### [Point annotation dataset records]
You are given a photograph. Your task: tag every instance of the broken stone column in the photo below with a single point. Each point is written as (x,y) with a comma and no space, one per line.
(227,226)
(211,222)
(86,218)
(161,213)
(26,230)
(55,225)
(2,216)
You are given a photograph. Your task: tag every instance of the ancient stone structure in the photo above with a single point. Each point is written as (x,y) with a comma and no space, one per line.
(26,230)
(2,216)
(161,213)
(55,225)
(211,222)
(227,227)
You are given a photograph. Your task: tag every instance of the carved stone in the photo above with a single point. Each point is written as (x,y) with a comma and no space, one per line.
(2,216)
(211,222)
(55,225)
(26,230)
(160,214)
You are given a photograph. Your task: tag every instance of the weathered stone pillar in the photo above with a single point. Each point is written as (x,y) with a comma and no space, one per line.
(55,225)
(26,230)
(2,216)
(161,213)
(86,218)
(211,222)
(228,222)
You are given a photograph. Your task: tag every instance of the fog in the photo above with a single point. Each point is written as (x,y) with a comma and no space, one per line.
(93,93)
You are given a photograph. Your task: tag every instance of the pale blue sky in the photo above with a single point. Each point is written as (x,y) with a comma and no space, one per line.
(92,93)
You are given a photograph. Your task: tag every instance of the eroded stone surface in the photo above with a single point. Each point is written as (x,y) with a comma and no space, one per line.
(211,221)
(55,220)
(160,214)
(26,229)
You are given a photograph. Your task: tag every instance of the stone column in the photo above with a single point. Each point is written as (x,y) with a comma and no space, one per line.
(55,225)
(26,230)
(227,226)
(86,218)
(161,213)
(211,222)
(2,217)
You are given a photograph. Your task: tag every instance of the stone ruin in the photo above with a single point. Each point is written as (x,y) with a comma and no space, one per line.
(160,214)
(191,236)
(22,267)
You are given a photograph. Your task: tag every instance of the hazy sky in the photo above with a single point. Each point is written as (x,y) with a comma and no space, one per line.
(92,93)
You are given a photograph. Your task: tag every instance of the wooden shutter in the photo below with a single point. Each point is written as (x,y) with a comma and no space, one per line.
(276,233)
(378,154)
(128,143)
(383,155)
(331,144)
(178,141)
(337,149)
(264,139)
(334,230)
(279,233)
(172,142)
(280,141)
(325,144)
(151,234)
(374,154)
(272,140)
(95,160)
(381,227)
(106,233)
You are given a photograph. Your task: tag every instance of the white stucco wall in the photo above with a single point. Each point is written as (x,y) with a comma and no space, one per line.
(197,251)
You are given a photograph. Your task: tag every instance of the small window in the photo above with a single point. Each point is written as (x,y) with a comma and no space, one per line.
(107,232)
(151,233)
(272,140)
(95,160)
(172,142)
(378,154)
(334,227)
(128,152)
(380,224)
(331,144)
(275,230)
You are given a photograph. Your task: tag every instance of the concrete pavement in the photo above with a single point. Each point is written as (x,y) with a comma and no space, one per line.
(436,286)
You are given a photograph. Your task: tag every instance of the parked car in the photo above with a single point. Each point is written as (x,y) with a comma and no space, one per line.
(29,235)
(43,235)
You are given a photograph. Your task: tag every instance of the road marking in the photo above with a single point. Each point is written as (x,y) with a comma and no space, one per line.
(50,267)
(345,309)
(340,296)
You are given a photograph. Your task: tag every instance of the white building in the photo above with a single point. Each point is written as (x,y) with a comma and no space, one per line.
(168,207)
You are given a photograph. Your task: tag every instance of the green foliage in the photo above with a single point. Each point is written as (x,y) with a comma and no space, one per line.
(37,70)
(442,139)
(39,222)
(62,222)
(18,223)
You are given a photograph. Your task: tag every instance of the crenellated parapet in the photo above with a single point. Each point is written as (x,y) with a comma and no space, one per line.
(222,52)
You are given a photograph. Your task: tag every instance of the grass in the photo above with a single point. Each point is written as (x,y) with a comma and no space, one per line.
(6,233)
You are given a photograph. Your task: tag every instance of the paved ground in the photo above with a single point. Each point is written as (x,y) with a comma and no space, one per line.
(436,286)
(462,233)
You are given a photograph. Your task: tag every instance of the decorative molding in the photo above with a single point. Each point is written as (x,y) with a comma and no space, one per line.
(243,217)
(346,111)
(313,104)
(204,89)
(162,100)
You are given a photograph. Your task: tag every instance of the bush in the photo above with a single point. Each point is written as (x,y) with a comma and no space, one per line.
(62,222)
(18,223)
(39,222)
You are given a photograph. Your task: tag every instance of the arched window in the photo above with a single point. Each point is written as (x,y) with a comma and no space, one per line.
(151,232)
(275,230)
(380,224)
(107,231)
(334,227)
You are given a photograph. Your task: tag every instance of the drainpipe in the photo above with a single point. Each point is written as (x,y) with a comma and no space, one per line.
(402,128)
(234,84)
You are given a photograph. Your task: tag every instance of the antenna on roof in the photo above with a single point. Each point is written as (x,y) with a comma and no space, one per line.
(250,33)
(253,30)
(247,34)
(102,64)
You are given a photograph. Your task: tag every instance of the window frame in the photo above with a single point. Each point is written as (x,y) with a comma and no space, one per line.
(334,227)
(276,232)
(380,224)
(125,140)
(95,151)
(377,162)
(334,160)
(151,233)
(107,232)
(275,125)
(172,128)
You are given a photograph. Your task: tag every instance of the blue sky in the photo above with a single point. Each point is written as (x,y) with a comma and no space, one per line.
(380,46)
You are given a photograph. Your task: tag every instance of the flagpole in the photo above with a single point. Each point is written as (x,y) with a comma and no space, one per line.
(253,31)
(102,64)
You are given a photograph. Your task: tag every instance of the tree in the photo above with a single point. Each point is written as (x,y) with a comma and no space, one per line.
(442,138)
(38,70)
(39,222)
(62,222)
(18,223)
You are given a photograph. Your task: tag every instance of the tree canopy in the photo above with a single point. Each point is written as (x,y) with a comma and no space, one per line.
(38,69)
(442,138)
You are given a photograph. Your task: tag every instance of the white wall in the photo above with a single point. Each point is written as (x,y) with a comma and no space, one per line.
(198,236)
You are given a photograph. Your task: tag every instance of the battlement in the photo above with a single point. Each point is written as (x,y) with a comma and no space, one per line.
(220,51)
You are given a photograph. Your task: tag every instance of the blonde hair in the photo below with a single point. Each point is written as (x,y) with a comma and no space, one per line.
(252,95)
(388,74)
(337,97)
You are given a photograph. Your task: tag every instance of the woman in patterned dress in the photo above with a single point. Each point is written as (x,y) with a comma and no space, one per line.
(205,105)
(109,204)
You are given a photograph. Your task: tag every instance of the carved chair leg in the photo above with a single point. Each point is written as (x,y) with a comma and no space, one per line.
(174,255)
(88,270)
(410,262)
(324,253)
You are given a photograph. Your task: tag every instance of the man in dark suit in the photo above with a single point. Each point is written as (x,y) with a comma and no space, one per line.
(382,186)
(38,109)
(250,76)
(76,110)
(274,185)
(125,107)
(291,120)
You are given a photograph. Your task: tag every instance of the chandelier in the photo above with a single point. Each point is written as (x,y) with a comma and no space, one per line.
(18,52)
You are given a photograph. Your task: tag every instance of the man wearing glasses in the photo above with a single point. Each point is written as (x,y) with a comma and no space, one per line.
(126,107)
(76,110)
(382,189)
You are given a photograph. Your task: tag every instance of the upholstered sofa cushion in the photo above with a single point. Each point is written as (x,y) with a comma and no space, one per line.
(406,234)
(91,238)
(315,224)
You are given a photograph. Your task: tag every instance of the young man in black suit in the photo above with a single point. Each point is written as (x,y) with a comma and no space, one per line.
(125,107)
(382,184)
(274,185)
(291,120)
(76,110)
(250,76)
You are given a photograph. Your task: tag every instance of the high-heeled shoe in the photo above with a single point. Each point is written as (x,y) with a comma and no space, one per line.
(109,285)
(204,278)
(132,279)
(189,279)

### [TO DO]
Revise the listing above so that every occurrence of "tag every instance" becomes "mark each instance", leaving all other text unchanged.

### [COMPLETED TASK]
You are given a photograph. Your task: mark each instance of the broken stone column in the photo below with a single point. Each point is written as (x,y) with a comma and no space, one per line.
(227,226)
(211,222)
(86,218)
(161,213)
(26,230)
(55,225)
(2,216)
You are given a photograph. Your task: mark each instance of the ancient stone structure in the photo above with a single point. Each point is written as (x,y) with a comma and no space, one per line.
(26,230)
(2,216)
(161,213)
(55,225)
(211,222)
(227,227)
You are given a photograph. Your task: mark each instance of the carved stone in the photo above with a single point. Each point is written as (x,y) with a comma and no space, one per line.
(2,216)
(211,222)
(55,225)
(26,230)
(160,214)
You are given a photograph. Your task: mark each instance of the weathered stone pillar in the photo above with a single point. Each point is written as (x,y) with a comma and no space, one per line.
(55,225)
(26,230)
(2,216)
(161,213)
(86,218)
(211,222)
(228,222)
You are given a photograph. Your task: mark each instance of the fog in the photo above with a single point. Each point is written as (x,y) with a comma and no space, one per line.
(93,93)
You are given a photograph. Your task: mark each instance of the pale blue sky in the photo above with a single point. Each point is written as (x,y) with a comma and no space, one per line.
(92,93)
You are given a photograph. Your task: mark each instance of the eroded stone surface in the photo above with a single point. Each point is written as (x,y) with a comma and no space, one per line.
(211,221)
(55,220)
(160,214)
(26,229)
You are given a photograph. Your task: mark each instance of the stone column in the photo above with a single point. Each point is written as (x,y) with a comma and no space, one per line.
(55,225)
(26,230)
(227,226)
(86,218)
(161,213)
(211,222)
(2,217)
You are given a photograph. Your task: mark each instance of the stone ruin in the photo above with a single point. Each point is written as (x,y) with a comma and no space, one per line.
(160,214)
(191,236)
(22,267)
You are given a photograph. Your task: mark each instance of the hazy sky in the photo above with a single point. Each point is written as (x,y) with a comma and no space, one per line.
(92,93)
You are given a photograph. Your task: mark each instance of the wooden shutter in the photo below with a single point. Each point is written as (x,y) with a comma and no space, one per line.
(276,233)
(378,154)
(128,143)
(383,155)
(331,144)
(178,141)
(337,149)
(264,139)
(334,230)
(279,233)
(172,142)
(280,141)
(325,144)
(151,234)
(374,154)
(272,140)
(95,160)
(381,227)
(106,233)
You are given a photograph. Your task: mark each instance of the white stucco wall in the photo above with a single point. Each point is written as (x,y) with a comma and no space, one per line.
(197,251)
You are given a photograph. Your task: mark each instance of the small window in the photo above with a single point. Each point is written as (x,y) with a comma and no space, one per line.
(107,232)
(151,233)
(272,140)
(95,160)
(172,142)
(378,154)
(334,227)
(128,152)
(380,224)
(331,144)
(275,230)
You are given a photograph. Your task: mark each instance of the concrete pavement in the photo above with a single point. Each point is written as (x,y) with a comma and no space, one per line.
(436,286)
You are given a photograph. Your task: mark each instance of the parked car in the photo above with a single point. Each point is written as (x,y) with a comma and no space, one per line.
(29,235)
(43,235)
You are given a photograph. Your task: mark each instance of the road marking in the photo above with a single point. Each point is written as (x,y) with a comma and no space, one per line.
(50,267)
(345,309)
(340,296)
You are given a photograph. Your task: mark each instance of the white building in the photo above with a single point. Each point is written as (x,y) with a comma and no space, one per line.
(168,207)
You are given a photograph. Your task: mark each instance of the green foliage in the photo above with a single point. Each point is written as (x,y) with a comma and no space, one per line.
(37,70)
(442,139)
(39,222)
(62,222)
(18,223)
You are given a photograph. Your task: mark each instance of the crenellated parapet in the photo above with a single point. Each point is written as (x,y) with a comma and no space, one per line.
(222,52)
You are given a photograph. Your task: mark each instance of the grass in the photo above with a single point. Each point is written as (x,y) with a comma and no space, one per line.
(6,233)
You are given a photograph. Your task: mark each instance of the paved ground in the photo above with a single point. Each point is written as (x,y) with a comma and no space, one per line.
(436,286)
(462,233)
You are given a photograph. Your task: mark each instance of the decorative molding in the photo above with a single point. Each point is written as (x,y) with a comma and no space, one per line.
(243,217)
(346,111)
(313,104)
(204,89)
(162,100)
You are given a photograph. Your task: mark each instance of the bush in the photo above with a single point. Each point is written as (x,y) with a comma and no space, one per line.
(62,222)
(18,223)
(39,222)
You are given a photograph. Your task: mark each instance of the arched window in the photo above with a single point. Each point is written as (x,y) with a comma and no space, one per line.
(151,232)
(275,230)
(380,224)
(107,231)
(334,227)
You are given a photograph. Your task: mark each instance of the drainpipe in the photo above with a single point. Each point is written as (x,y) with a comma and no space, one per line.
(402,128)
(234,84)
You are given a photograph. Your task: mark each instance of the antenna on roof in the photo above with a single point. Each point is written as (x,y) with a comma and no space, one per line.
(250,33)
(253,30)
(247,34)
(102,64)
You are given a photograph. Your task: mark each instance of the window frame in the photo above with a single point. Each point is written as (x,y) with a comma and no space, one per line.
(334,227)
(276,232)
(380,224)
(125,140)
(95,151)
(377,162)
(334,160)
(151,233)
(107,232)
(275,125)
(172,128)
You are given a photograph. Your task: mark each instance of the blue sky in the photo above with a single point. Each point is written as (x,y) with a comma and no space, one per line.
(380,46)
You are given a photograph. Your task: mark each instance of the flagpole in the photo above with a single point. Each point is written as (x,y) with a comma and no space, one per line.
(253,31)
(102,64)
You are given a photograph. Your task: mark each instance of the tree in the photo above with a single point. Each point is written as (x,y) with a comma and no space, one per line.
(442,138)
(38,70)
(39,222)
(62,222)
(18,223)
You are given a photograph. Your task: mark each instance of the tree canopy in the photo above with a single point. Each point is written as (x,y) with a comma and no space, one per line.
(38,69)
(442,138)
You are given a photograph. Your task: mark each instance of the white wall in the photo above with a single point. Each point is written as (x,y) with a comma and no space, one per line.
(198,236)
You are given a photograph. Your task: mark each instance of the battlement in the photo above with a single point. Each point is written as (x,y) with a comma and no space, one per line.
(220,51)
You are given a photograph. Your task: mark each instance of the blonde hair in the photo below with a single point. Each point is written as (x,y) with a comma and no space, one per line.
(252,95)
(388,74)
(337,97)
You are given a photograph. Your task: mark each instance of the woman in patterned dress in the photo above with a single point. Each point is written as (x,y) with a comma and no space, one per line.
(205,105)
(109,204)
You are given a photograph. Your task: mark each instance of the carved chair leg in the photo above with a single point. Each point is written as (x,y) with a comma and no space, one per line.
(174,255)
(88,270)
(410,262)
(324,253)
You are given a photograph. Your task: mark each instance of the man in dark suit in the photo above with a single point. Each point is written as (x,y) with a comma and no space, one per line.
(382,186)
(38,109)
(250,76)
(76,110)
(274,185)
(125,107)
(291,120)
You are given a photograph. Your task: mark each instance of the chandelier in the photo above with a single point. Each point is written as (x,y) with a comma and no space, one per line.
(18,52)
You are given a photograph. Your task: mark each instance of the man wearing glasses in the photo above with a single point. Each point is written as (x,y) with a comma and no space, one per line.
(126,107)
(76,110)
(382,189)
You are given a photograph. Your task: mark each instance of the upholstered sofa cushion in the photo above with a single point. Each point is written as (x,y) with a comma and no space, one per line.
(406,234)
(91,238)
(315,224)
You are given a photograph. Your task: mark each instance of the young man in black suit in the photo above with a single point. Each point is written as (x,y) with a comma and no space, one per line.
(125,107)
(382,184)
(274,185)
(291,120)
(76,110)
(250,76)
You are given a photograph. Your task: mark each instance of the high-heeled shoe in the photo above with a single point. Each point is written as (x,y) with a comma and no space, one per line.
(109,285)
(204,278)
(132,279)
(189,279)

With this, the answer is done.